## Start Excerpt to read
There are major flaws to your supposed solution, as I have pointed out, and you make no references to the facts of reality to support your conclusions. In Objectivism, all knowledge is reducible to the facts of reality -- something that you can point to and say this is what I mean. But, in your terminology, that would be anthropocentric, and therefore irrelevant, which means to say that you, in fact, reject Objectivism.

I think this pretty much sums up my view as well. When one makes a claim to have discovered a significant flaw in a philosopher's ideas, it is inadequate to simply dismiss her formulations by implicitly re-stating the ideas of her philosophical predecessors (Plato and Kant) when her epistemology indeed corrects the errors of those predecessors. Furthermore, one has to demonstrate a more than superficial grasp of the ideas one claims to be refuting, and a more than superficial grasp of the errors of her philosophical predecessors. This is particularly true when one is grappling with a subject such as Universals, a subject which has been at the core of Western philosophy's 2500 year history. The originator of this thread, unfortunately, has demonstrated neither.

Link to comment
Share on other sites

[Note to readers: if you are not interested in the "meta-argument" tangent and want to read a post about universals, feel free to skip this one. It is long.]

In order to clarify my "meta-argument" post, I will give the broad reasons behind the post, detail why I chose the particular wording I did, and then explain why I posted it here.
## End Excerpt to read
**Objectives:**
a – Copy everything in the forum excerpt on Objectivism from "I think this" down to "has demonstrated neither.".
b – Summarize the forum excerpt on Objectivism in three sentences.
c – Continue the forum excerpt on Objectivism from where it stops.
## Start Data rows
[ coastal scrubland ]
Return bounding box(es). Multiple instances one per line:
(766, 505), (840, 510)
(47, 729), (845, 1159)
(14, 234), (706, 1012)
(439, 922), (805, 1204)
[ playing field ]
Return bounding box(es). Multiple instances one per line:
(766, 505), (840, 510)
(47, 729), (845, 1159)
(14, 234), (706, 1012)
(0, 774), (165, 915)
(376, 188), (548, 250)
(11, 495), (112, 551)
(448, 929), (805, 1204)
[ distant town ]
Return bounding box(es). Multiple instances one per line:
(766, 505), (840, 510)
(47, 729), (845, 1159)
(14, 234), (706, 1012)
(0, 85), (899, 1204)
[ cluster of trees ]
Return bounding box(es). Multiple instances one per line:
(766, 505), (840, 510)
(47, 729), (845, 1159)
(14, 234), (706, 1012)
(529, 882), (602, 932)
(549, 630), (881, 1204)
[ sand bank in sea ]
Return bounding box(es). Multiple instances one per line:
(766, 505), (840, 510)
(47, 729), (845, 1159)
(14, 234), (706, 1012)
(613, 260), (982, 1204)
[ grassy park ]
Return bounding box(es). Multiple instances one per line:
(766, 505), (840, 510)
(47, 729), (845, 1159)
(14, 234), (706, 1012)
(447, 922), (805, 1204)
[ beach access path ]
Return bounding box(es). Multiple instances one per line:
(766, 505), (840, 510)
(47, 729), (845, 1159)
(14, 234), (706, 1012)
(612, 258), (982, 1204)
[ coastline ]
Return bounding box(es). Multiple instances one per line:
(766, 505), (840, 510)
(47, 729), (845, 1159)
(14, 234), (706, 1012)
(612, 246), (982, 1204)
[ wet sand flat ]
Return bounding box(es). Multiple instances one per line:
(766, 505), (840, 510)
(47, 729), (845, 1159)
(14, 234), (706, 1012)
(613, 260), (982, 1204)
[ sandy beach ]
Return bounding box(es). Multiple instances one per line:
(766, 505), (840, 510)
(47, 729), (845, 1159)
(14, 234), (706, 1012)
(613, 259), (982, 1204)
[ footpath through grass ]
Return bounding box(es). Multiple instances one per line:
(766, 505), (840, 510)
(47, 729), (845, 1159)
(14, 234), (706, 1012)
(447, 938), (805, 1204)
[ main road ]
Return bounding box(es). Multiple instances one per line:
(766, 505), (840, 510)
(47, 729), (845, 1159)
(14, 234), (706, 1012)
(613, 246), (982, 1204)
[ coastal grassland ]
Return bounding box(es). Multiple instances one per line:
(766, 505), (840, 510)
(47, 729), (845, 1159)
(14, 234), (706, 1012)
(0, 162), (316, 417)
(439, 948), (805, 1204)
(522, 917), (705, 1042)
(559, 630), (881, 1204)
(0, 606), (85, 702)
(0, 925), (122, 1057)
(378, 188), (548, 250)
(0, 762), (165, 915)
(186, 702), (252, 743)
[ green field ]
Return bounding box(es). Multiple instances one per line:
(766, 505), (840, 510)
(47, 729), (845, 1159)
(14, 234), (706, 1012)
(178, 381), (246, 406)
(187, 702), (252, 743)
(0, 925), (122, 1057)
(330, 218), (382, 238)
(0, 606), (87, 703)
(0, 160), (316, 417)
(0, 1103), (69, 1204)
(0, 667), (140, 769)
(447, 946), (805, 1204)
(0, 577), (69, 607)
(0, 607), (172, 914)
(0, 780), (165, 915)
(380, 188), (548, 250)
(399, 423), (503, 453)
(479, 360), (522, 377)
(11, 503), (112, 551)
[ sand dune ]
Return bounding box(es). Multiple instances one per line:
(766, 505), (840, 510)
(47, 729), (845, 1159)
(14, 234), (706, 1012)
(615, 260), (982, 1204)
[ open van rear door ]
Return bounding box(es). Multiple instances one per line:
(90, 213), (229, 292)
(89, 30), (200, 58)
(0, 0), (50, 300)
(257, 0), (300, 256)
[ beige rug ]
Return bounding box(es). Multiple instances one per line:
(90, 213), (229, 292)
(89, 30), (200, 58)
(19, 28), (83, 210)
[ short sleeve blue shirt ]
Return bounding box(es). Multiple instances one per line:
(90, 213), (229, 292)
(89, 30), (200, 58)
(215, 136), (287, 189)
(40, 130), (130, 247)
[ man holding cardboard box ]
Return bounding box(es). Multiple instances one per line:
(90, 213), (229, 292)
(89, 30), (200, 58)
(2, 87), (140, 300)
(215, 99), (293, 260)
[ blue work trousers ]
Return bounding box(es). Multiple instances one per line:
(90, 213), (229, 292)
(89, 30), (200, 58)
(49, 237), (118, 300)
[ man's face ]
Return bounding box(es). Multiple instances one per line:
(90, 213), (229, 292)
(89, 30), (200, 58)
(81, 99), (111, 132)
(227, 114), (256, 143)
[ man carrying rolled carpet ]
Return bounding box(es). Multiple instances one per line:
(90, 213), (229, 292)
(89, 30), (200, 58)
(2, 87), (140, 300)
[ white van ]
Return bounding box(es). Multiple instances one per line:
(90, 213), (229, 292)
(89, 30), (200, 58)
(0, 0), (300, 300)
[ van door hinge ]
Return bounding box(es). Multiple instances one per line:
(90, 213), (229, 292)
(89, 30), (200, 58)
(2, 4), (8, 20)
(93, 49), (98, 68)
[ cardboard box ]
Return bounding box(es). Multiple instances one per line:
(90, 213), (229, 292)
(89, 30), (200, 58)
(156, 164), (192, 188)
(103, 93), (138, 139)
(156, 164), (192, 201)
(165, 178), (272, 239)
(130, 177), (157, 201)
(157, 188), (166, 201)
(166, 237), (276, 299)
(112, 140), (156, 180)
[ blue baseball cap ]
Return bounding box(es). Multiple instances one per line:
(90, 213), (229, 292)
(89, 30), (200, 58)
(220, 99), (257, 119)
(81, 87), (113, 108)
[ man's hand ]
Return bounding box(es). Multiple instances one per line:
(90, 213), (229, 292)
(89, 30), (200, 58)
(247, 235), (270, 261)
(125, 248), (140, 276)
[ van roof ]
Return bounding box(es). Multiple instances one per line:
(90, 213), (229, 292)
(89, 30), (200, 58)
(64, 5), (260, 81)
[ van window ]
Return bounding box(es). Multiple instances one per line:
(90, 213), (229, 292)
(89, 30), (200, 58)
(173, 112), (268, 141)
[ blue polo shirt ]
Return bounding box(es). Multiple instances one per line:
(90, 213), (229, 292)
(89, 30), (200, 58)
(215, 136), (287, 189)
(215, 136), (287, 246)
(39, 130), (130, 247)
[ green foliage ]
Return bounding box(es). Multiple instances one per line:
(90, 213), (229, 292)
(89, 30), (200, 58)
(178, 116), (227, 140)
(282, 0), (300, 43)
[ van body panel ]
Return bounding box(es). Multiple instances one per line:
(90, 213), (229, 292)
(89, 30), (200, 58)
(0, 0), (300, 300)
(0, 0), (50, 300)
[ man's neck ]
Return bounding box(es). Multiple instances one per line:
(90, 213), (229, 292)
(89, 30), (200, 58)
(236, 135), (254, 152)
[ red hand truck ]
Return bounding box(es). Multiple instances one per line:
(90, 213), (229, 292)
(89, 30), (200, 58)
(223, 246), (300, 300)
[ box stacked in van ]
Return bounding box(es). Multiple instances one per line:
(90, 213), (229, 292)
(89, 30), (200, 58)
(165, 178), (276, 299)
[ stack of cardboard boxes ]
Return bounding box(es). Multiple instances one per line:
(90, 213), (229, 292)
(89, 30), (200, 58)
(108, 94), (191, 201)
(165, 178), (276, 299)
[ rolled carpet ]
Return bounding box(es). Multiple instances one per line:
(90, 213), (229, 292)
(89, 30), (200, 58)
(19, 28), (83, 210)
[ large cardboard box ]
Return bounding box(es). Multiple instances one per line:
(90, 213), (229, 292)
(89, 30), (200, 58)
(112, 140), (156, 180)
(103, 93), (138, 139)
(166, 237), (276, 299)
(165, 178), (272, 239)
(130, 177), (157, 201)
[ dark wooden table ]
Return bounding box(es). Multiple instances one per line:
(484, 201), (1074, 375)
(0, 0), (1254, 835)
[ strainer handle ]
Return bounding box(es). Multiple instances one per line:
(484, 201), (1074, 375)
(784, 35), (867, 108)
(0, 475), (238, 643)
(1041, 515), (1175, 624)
## End Data rows
**Task-by-task outputs:**
a –
I think this pretty much sums up my view as well. When one makes a claim to have discovered a significant flaw in a philosopher's ideas, it is inadequate to simply dismiss her formulations by implicitly re-stating the ideas of her philosophical predecessors (Plato and Kant) when her epistemology indeed corrects the errors of those predecessors. Furthermore, one has to demonstrate a more than superficial grasp of the ideas one claims to be refuting, and a more than superficial grasp of the errors of her philosophical predecessors. This is particularly true when one is grappling with a subject such as Universals, a subject which has been at the core of Western philosophy's 2500 year history. The originator of this thread, unfortunately, has demonstrated neither.

b – A proposed solution is said to have major flaws and to make no reference to the facts of reality, to which Objectivism holds all knowledge is reducible, so dismissing such references as anthropocentric amounts to rejecting Objectivism. A second post agrees and says that claiming a significant flaw in a philosopher's ideas takes more than implicitly restating the ideas of her predecessors Plato and Kant, and requires a more than superficial grasp of both her ideas and their errors, which the thread's originator has not shown. A further post, flagged as a long "meta-argument" tangent that readers may skip, says it will explain the reasons behind an earlier "meta-argument" post, its wording, and why it was posted there.

c –
As I indicated above, I am convinced that people's values affect their psycho-epistemologies. (Note that "affect" is a different word than "corrupt.") Nietzsche said it best:

O Voltaire! O humaneness! O nonsense! There is something about “truth,” about the search for truth; and when a human being is too human about it—“il ne cherche le vrai que pour faire le bien” [“he seeks the true only to do the good”]—I bet he finds nothing!

I won't right now comment directly on what I think Nietzsche means there, but hopefully its connection to the present topic is not obscure. When we believe in something, value something, this belief tends to put a bias into our evaluation of evidence. Evidence that appears to confirm our beliefs is vetted more tolerantly than evidence that appears to challenge them.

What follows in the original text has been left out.